TASKS —
(a) Using the corrections text, answer the following:
(i) In what year was the Energy Planning Center developed?
(ii) What street address is listed for the Lee County Economic Development Office?
(iii) How many states have constitutions that guarantee the right to work?
(b) Extract every line of the rows that contains the string "wall". Case counts.

DOCUMENT —
_____

The caption beneath my picture stated that "Mitchell Bring designed the Georgia Resource Center, the first of the big statewide facilities." This is inaccurate.

Our firm, Still Current Design, was involved in the two predecessors to the Resource Center: the Energy Planning Center (in 1984) and the Georgia Business Location Center (in 1998). The Resource Center was then developed subsequently and independently. A talented team of Georgia Power employees, and some of my former colleagues at Georgia Tech, significantly advanced the state of the art.

I regret that this may have been interpreted as an attempt to appropriate the work of others.

Mitchell Bring,

President, Still Current Design

Editor's Note: Actually, it was our mistake. The last tour we took of Georgia Power's center was before the redesign, and therefore we didn't recognize the distinction. Although the cutline was technically inaccurate, two things are true: the Georgia Resource Center is an incredible resource to site selectors, and Mitchell Bring is a talented and innovative designer of Economic Development resource technology.


Address Correction
The contact name and phone numbers in the Atlas & Guide 1997 listing for Lee County Economic Development Office was incorrect. The correct information is:

Lee County Economic

Development Office

2180 West First St., Suite 306

Fort Myers, FL 33901

(941) 338-3161, fax (941) 338-3227

Janet Watermeier, Executive Director


Right to Work
The map on page 25 of the 1997 Atlas & Guide incorrectly listed Nebraska as a non-Right to Work state. In fact, Nebraska is one of seven states whose constitutions guarantee the right to work.

_____

RECORDS PROVIDED —
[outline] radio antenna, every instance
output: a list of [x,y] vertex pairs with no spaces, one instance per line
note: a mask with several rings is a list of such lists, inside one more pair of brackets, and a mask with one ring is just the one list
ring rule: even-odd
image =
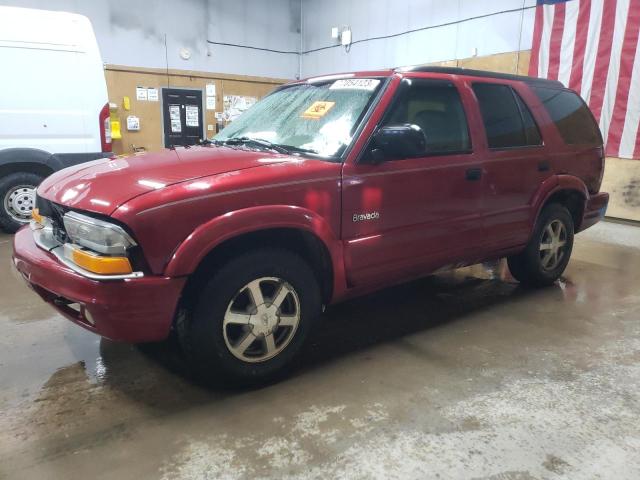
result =
[[[167,90],[171,88],[171,80],[170,80],[170,76],[169,76],[169,50],[167,49],[167,34],[164,34],[164,66],[165,66],[165,72],[167,74]],[[167,92],[167,97],[169,96],[169,92]],[[164,109],[165,105],[164,105],[164,99],[163,99],[163,105],[162,108]],[[169,107],[169,131],[171,131],[171,107],[169,105],[166,105],[167,107]],[[164,114],[163,114],[164,115]],[[165,127],[166,128],[166,127]],[[169,148],[170,149],[174,149],[175,150],[175,145],[173,144],[173,138],[171,137],[171,135],[169,135]]]

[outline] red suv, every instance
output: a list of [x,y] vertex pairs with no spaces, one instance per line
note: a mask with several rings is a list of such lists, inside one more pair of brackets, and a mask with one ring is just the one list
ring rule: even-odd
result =
[[38,188],[29,285],[126,342],[174,330],[207,375],[264,380],[324,305],[507,257],[548,285],[604,215],[603,146],[554,81],[419,67],[285,85],[212,140],[98,160]]

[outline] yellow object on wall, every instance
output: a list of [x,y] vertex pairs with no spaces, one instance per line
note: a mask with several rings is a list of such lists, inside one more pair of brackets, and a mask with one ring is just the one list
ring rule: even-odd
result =
[[111,138],[113,140],[120,140],[122,138],[122,132],[120,131],[120,120],[118,117],[111,116]]

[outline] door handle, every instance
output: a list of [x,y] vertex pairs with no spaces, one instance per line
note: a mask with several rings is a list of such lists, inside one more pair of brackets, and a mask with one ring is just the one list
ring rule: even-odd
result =
[[470,182],[475,182],[480,180],[482,177],[482,169],[481,168],[469,168],[465,174],[465,178]]

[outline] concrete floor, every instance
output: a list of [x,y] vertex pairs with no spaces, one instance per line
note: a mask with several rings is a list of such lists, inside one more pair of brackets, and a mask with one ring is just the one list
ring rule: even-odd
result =
[[10,241],[1,478],[640,478],[636,227],[580,234],[545,290],[498,264],[336,306],[290,378],[244,392],[63,320],[10,274]]

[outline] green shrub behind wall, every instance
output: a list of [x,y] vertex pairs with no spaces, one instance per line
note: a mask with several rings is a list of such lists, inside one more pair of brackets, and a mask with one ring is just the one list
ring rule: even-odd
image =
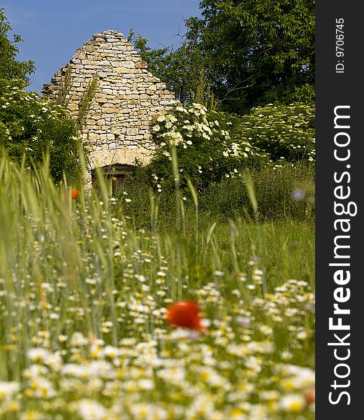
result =
[[69,181],[80,171],[75,123],[60,105],[26,92],[20,80],[0,79],[0,147],[10,159],[31,167],[49,153],[50,172],[56,181],[64,172]]

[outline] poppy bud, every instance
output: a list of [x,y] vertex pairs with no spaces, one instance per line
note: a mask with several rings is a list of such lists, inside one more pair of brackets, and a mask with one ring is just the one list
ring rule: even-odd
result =
[[180,300],[170,304],[167,308],[166,319],[174,328],[184,327],[199,330],[205,328],[201,323],[200,308],[193,300]]

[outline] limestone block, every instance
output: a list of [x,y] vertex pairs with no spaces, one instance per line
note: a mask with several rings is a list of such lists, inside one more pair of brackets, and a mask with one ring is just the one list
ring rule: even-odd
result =
[[147,69],[147,66],[148,66],[148,64],[147,64],[147,62],[145,62],[145,61],[137,62],[135,64],[136,69]]
[[137,128],[127,128],[126,129],[126,135],[127,136],[136,136],[138,134],[138,129]]

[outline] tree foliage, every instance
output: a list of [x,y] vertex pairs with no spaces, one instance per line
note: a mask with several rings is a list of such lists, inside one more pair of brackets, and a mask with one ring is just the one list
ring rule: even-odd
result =
[[[203,0],[180,46],[136,46],[183,103],[242,113],[270,102],[314,98],[314,0]],[[204,94],[201,94],[201,86]],[[200,91],[200,93],[198,93]]]
[[75,123],[60,105],[42,100],[35,92],[25,92],[20,80],[0,79],[0,148],[13,161],[24,160],[30,166],[50,156],[54,181],[75,179],[80,169]]

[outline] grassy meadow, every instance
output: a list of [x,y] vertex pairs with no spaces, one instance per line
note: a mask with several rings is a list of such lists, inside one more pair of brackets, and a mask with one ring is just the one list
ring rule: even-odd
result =
[[[2,158],[0,417],[314,419],[312,175],[73,198]],[[186,299],[203,331],[166,322]]]

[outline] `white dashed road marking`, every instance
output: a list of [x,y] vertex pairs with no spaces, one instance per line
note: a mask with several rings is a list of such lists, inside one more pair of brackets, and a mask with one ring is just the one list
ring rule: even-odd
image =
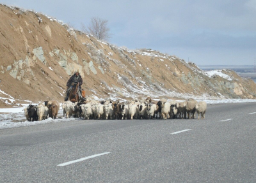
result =
[[232,120],[233,119],[226,119],[226,120],[223,120],[223,121],[230,121]]
[[61,163],[61,164],[58,165],[57,166],[67,166],[67,165],[70,165],[70,164],[72,164],[72,163],[77,163],[77,162],[82,161],[84,161],[84,160],[86,160],[86,159],[90,159],[90,158],[93,158],[93,157],[97,157],[97,156],[105,155],[105,154],[109,154],[109,153],[110,152],[104,152],[104,153],[95,154],[95,155],[87,156],[87,157],[85,157],[80,158],[80,159],[77,159],[77,160],[74,160],[74,161],[68,161],[68,162],[67,162],[67,163]]
[[184,131],[187,131],[191,130],[191,129],[184,129],[184,130],[182,130],[182,131],[179,131],[173,132],[173,133],[172,133],[171,134],[177,134],[177,133],[180,133],[184,132]]

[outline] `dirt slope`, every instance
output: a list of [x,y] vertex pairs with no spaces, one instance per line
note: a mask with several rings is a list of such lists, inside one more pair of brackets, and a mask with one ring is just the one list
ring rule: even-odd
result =
[[0,107],[63,99],[79,70],[88,97],[255,98],[256,84],[232,71],[209,77],[193,63],[150,49],[128,50],[54,18],[0,4]]

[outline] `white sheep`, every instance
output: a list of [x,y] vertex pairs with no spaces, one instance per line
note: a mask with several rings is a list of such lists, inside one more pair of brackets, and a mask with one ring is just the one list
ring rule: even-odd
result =
[[178,103],[178,114],[180,117],[180,119],[184,119],[186,118],[186,102],[179,102]]
[[136,119],[139,113],[138,104],[130,104],[129,106],[129,115],[131,116],[131,119]]
[[143,102],[139,106],[139,116],[140,119],[147,119],[147,105]]
[[[174,115],[175,114],[173,112],[173,110],[172,110],[172,106],[177,106],[177,101],[175,100],[170,100],[168,101],[171,105],[171,110],[170,111],[169,115],[170,115],[170,117],[173,117],[174,118]],[[175,109],[175,110],[176,110],[176,109]],[[176,113],[177,115],[177,113]]]
[[172,117],[173,119],[175,118],[178,118],[178,113],[179,113],[179,103],[177,103],[176,105],[171,105],[171,113],[172,115]]
[[169,113],[171,111],[171,105],[169,102],[161,102],[161,115],[163,119],[169,117]]
[[200,101],[198,103],[195,105],[195,108],[198,116],[198,119],[200,119],[200,113],[201,114],[201,119],[204,119],[207,107],[207,104],[205,101]]
[[97,114],[98,115],[99,119],[100,119],[100,117],[102,117],[102,119],[105,118],[105,110],[103,106],[104,105],[101,103],[99,103],[97,105]]
[[93,113],[94,119],[96,119],[96,117],[98,116],[98,104],[93,103],[92,105],[92,110]]
[[83,112],[84,119],[89,119],[90,117],[92,117],[93,115],[91,104],[82,104],[81,105],[80,105],[80,106]]
[[112,107],[112,103],[109,103],[109,104],[106,105],[105,103],[104,107],[105,108],[106,111],[106,119],[108,119],[109,116],[110,117],[110,119],[112,119],[113,115],[114,113],[114,110]]
[[121,113],[122,113],[122,119],[124,119],[124,117],[125,117],[125,119],[127,119],[129,114],[129,108],[127,105],[123,104],[121,106]]
[[155,118],[155,114],[157,115],[157,110],[158,106],[155,103],[148,103],[147,106],[147,115],[149,117],[149,119]]
[[65,101],[63,101],[61,105],[62,109],[63,110],[63,117],[65,117],[65,114],[66,113],[66,111],[65,110],[65,105],[66,105],[66,103],[65,103]]
[[188,101],[186,101],[186,112],[187,112],[188,115],[188,119],[189,119],[191,117],[192,117],[193,119],[195,119],[195,112],[196,112],[195,105],[197,101],[193,99],[189,99]]

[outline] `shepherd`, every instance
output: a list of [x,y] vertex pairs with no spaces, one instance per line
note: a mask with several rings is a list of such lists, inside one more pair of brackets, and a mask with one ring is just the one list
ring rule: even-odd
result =
[[78,85],[78,96],[79,98],[79,101],[85,101],[86,99],[82,96],[82,89],[81,85],[83,84],[83,79],[82,77],[79,74],[79,71],[77,70],[75,71],[75,73],[71,76],[67,83],[67,91],[66,91],[66,96],[65,98],[65,101],[67,101],[68,99],[69,94],[70,91],[73,87],[76,87],[76,85]]

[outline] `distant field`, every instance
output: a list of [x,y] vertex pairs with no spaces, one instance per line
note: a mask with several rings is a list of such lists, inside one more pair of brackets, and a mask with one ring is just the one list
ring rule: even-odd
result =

_____

OUTPUTS —
(a)
(i) 1984
(ii) 2180 West First St., Suite 306
(iii) Seven

(b)
[outline] yellow object on wall, every instance
[outline] green shrub behind wall, every instance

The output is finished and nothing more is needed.